**WRITTEN REQUEST**
Please print the full listing exactly.

--- RECORDS SUPPLIED ---

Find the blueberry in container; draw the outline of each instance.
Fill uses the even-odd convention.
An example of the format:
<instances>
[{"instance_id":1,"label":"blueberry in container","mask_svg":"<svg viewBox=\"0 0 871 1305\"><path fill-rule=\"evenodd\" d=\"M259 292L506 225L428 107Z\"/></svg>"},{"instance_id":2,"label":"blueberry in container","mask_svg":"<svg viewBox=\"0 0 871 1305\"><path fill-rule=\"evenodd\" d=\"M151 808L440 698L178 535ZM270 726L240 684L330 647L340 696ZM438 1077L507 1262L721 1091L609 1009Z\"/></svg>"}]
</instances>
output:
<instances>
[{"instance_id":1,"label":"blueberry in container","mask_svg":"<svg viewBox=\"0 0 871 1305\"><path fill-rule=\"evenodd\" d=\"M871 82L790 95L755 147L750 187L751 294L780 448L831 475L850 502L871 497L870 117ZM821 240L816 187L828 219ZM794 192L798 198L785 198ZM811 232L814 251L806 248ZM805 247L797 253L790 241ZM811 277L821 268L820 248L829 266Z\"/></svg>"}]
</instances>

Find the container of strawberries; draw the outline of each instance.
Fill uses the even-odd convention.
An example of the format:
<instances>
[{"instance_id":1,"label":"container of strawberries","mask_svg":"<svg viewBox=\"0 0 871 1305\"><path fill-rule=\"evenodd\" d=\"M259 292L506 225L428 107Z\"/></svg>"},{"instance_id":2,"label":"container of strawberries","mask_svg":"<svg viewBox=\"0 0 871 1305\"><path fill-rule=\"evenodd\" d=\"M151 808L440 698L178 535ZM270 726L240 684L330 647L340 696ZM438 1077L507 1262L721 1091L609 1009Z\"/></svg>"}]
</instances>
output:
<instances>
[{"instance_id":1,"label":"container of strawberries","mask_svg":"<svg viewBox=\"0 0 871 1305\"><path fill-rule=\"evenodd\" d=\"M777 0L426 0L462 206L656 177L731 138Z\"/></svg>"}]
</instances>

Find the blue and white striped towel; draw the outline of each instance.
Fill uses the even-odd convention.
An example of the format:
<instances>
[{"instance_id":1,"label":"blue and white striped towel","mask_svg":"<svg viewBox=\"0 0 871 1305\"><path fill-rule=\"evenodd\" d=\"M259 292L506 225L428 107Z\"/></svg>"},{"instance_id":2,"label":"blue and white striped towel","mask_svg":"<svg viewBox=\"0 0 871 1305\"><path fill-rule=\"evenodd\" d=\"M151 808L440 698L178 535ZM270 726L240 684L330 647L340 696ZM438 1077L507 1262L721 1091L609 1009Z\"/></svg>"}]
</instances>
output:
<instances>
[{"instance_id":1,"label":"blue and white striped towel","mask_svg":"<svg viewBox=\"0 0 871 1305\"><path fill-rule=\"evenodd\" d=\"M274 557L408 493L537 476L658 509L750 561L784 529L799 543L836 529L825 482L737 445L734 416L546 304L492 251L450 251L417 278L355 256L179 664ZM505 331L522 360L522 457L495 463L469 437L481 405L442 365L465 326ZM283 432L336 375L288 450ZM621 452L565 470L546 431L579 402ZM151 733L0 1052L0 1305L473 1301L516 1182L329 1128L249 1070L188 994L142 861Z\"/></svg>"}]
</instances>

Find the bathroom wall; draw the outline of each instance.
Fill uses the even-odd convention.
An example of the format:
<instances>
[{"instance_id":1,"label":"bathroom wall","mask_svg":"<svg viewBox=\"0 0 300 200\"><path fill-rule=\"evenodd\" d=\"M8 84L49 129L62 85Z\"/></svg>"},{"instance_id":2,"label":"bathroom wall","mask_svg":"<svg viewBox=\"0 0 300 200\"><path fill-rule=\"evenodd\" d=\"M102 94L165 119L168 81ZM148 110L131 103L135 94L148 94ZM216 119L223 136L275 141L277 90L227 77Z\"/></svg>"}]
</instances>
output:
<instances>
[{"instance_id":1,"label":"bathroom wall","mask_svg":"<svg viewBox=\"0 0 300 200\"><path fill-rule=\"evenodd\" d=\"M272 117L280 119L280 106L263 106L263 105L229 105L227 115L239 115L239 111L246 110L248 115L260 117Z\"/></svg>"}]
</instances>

---

**OUTPUT OF THE TASK**
Find the blueberry in container; draw the outline of each instance.
Fill uses the even-odd convention.
An example of the format:
<instances>
[{"instance_id":1,"label":"blueberry in container","mask_svg":"<svg viewBox=\"0 0 871 1305\"><path fill-rule=\"evenodd\" d=\"M259 292L506 225L428 107Z\"/></svg>"},{"instance_id":2,"label":"blueberry in container","mask_svg":"<svg viewBox=\"0 0 871 1305\"><path fill-rule=\"evenodd\" d=\"M151 808L440 698L178 535ZM270 726L240 684L330 647L340 696ZM438 1077L507 1262L721 1091L609 1009Z\"/></svg>"}]
</instances>
output:
<instances>
[{"instance_id":1,"label":"blueberry in container","mask_svg":"<svg viewBox=\"0 0 871 1305\"><path fill-rule=\"evenodd\" d=\"M871 82L790 95L755 147L750 187L751 294L780 448L831 475L850 502L871 497L870 117ZM821 240L816 187L828 219ZM794 192L798 198L785 198ZM811 232L814 251L806 248ZM805 247L797 253L790 241ZM811 277L821 268L820 248L829 266Z\"/></svg>"}]
</instances>

Find the container of strawberries; draw the outline of each instance.
Fill uses the even-odd convention.
An example of the format:
<instances>
[{"instance_id":1,"label":"container of strawberries","mask_svg":"<svg viewBox=\"0 0 871 1305\"><path fill-rule=\"evenodd\" d=\"M259 292L506 225L428 107Z\"/></svg>"},{"instance_id":2,"label":"container of strawberries","mask_svg":"<svg viewBox=\"0 0 871 1305\"><path fill-rule=\"evenodd\" d=\"M151 808L440 698L178 535ZM270 726L240 684L330 647L340 696ZM438 1077L507 1262L721 1091L609 1009Z\"/></svg>"}]
</instances>
output:
<instances>
[{"instance_id":1,"label":"container of strawberries","mask_svg":"<svg viewBox=\"0 0 871 1305\"><path fill-rule=\"evenodd\" d=\"M777 0L426 0L462 206L656 177L731 138Z\"/></svg>"}]
</instances>

Find the blue and white striped towel; draw the outline of each instance.
Fill uses the even-odd convention.
An example of the format:
<instances>
[{"instance_id":1,"label":"blue and white striped towel","mask_svg":"<svg viewBox=\"0 0 871 1305\"><path fill-rule=\"evenodd\" d=\"M259 292L506 225L428 107Z\"/></svg>"},{"instance_id":2,"label":"blue and white striped towel","mask_svg":"<svg viewBox=\"0 0 871 1305\"><path fill-rule=\"evenodd\" d=\"M151 808L440 698L178 535ZM270 726L240 684L330 647L340 696ZM438 1077L507 1262L721 1091L609 1009Z\"/></svg>"}]
</instances>
output:
<instances>
[{"instance_id":1,"label":"blue and white striped towel","mask_svg":"<svg viewBox=\"0 0 871 1305\"><path fill-rule=\"evenodd\" d=\"M274 557L408 493L537 476L658 509L750 561L784 529L799 543L836 529L825 482L737 445L734 416L546 304L492 251L450 251L417 278L355 256L179 664ZM505 331L522 360L522 457L495 463L469 437L481 405L442 365L465 326ZM283 432L336 375L288 450ZM621 452L565 470L546 431L579 402ZM151 733L0 1052L0 1305L473 1301L516 1182L329 1128L249 1070L188 994L142 861Z\"/></svg>"}]
</instances>

Find the bathroom wall; draw the outline of each instance.
Fill uses the even-odd convention.
An example of the format:
<instances>
[{"instance_id":1,"label":"bathroom wall","mask_svg":"<svg viewBox=\"0 0 300 200\"><path fill-rule=\"evenodd\" d=\"M8 84L49 129L62 85Z\"/></svg>"},{"instance_id":2,"label":"bathroom wall","mask_svg":"<svg viewBox=\"0 0 300 200\"><path fill-rule=\"evenodd\" d=\"M102 94L165 119L168 81ZM148 110L131 103L135 94L148 94ZM216 119L223 136L275 141L277 90L227 77Z\"/></svg>"}]
</instances>
output:
<instances>
[{"instance_id":1,"label":"bathroom wall","mask_svg":"<svg viewBox=\"0 0 300 200\"><path fill-rule=\"evenodd\" d=\"M272 117L280 119L280 106L263 106L263 105L229 105L227 115L239 115L239 111L246 110L248 115L260 117Z\"/></svg>"}]
</instances>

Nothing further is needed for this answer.